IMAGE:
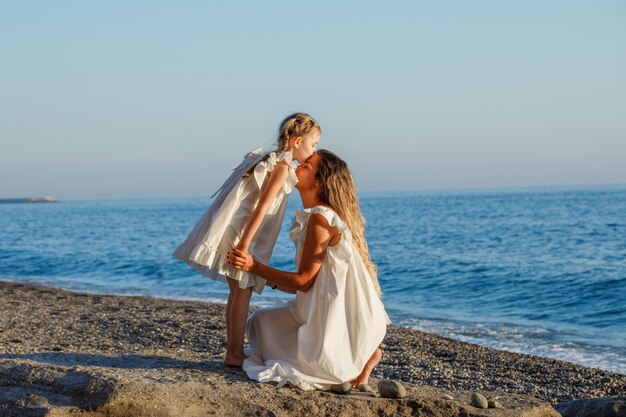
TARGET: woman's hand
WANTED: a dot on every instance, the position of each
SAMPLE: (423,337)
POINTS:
(241,260)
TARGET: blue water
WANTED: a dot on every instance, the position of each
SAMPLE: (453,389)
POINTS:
(538,271)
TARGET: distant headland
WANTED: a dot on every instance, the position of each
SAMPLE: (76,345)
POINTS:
(28,200)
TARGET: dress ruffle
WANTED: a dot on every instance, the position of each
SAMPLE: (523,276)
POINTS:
(263,167)
(301,220)
(212,263)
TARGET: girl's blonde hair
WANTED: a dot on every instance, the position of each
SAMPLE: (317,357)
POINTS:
(297,124)
(338,191)
(292,126)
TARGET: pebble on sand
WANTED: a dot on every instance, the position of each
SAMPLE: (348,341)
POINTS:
(344,388)
(391,389)
(479,400)
(494,404)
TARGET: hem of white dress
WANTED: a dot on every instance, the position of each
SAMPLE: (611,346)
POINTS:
(212,263)
(273,371)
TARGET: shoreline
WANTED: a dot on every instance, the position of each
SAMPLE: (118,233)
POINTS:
(270,302)
(53,327)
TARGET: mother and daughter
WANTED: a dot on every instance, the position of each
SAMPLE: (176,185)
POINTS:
(331,332)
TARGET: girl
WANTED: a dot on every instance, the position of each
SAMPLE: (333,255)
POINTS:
(247,215)
(331,332)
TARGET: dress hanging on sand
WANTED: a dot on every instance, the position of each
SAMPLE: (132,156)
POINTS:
(221,227)
(327,334)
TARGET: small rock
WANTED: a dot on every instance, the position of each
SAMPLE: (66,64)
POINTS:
(391,389)
(344,388)
(479,400)
(494,404)
(365,388)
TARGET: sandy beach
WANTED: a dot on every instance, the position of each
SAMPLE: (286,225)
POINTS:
(63,353)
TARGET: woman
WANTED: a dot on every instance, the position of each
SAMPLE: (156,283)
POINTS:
(331,332)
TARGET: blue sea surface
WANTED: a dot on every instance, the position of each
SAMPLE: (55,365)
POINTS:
(539,271)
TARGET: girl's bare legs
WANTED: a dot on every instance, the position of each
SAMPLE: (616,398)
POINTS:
(232,285)
(364,376)
(236,315)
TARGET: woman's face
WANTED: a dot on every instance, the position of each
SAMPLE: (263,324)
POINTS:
(306,173)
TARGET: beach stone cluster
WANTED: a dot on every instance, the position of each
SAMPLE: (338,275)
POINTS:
(73,352)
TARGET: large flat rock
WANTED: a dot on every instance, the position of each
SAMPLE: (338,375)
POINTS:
(167,384)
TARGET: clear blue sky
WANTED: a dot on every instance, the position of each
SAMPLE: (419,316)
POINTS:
(122,99)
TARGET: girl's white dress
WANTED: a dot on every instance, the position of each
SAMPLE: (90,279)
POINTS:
(220,228)
(327,334)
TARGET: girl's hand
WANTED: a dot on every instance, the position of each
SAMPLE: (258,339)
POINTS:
(241,260)
(241,247)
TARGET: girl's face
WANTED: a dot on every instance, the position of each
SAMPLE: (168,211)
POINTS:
(304,147)
(306,173)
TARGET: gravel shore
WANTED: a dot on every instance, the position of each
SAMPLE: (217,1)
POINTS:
(68,329)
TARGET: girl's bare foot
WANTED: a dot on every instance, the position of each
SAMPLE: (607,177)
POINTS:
(364,376)
(233,362)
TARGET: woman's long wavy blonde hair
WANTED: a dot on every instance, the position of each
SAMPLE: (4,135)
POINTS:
(338,191)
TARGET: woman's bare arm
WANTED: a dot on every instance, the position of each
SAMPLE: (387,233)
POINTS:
(274,183)
(319,234)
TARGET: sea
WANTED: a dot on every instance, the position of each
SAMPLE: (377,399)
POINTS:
(540,271)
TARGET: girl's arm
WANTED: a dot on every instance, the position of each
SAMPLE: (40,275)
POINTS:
(282,288)
(277,178)
(318,235)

----------

_Goal_:
Starting at the line containing "TARGET: blue sea surface" and ending at the last line of the material, rewrite every line, requests included, with each point coordinate in the answers multiplied by 2 and rounded to a whole number, halves rounded up. Leave the sample coordinates in the requests unchanged.

_Output of the exercise_:
TARGET: blue sea surface
WANTED: a dot on every instance, the position of each
SAMPLE: (55,365)
POINTS:
(1078,542)
TARGET: girl's bare legs
WANTED: a dot on every instance, the position of each
SAMPLE: (616,398)
POINTS:
(464,570)
(728,752)
(472,630)
TARGET: woman's face
WANTED: a dot on every instance, the position of each
SAMPLE: (263,324)
POINTS:
(612,346)
TARGET: beach stone cluster
WANTED: a dot on every instance, the position of each
SAMPLE: (338,275)
POINTS:
(146,704)
TARGET: large flat rock
WANTED: a dot on every instance, the position of each
SAMPLE: (338,375)
POINTS:
(334,768)
TARGET: clear blue sky
WANTED: a dot on every instance, the position of each
SAMPLE: (419,316)
POINTS:
(244,198)
TARGET: girl's white dress
WANTED: a dot on every instance, the position of each
SAMPLE: (90,279)
POINTS:
(440,456)
(654,668)
TARGET: girl's hand
WANTED: a dot on every instance, the position of each
SAMPLE: (258,339)
POINTS:
(482,520)
(482,494)
TARGET: girl's face
WANTED: a dot on every instance, the position of each
SAMPLE: (168,211)
POINTS:
(608,294)
(612,346)
TARGET: gravel shore
WANTED: a dot on every instance, the position of each
SAMPLE: (217,1)
POINTS:
(136,658)
TARGET: girl's bare foot
WANTED: a dot on every instance, the position of each
SAMPLE: (607,177)
POINTS:
(728,752)
(466,724)
TARGET: woman's long wavy blonde hair
WANTED: a dot on every instance, the position of each
SAMPLE: (4,135)
POINTS:
(676,382)
TARGET: woman's bare arm
WANTED: a dot on every instance, the position of each
SAMPLE: (387,233)
POINTS:
(548,366)
(638,468)
TARGET: sea
WANTED: a dot on every instance, the position of each
SAMPLE: (377,399)
POINTS:
(1080,542)
TARGET: girl's arm
WANTED: a dot on every instance, the position of each
SAMPLE: (40,275)
POINTS:
(564,576)
(554,356)
(636,470)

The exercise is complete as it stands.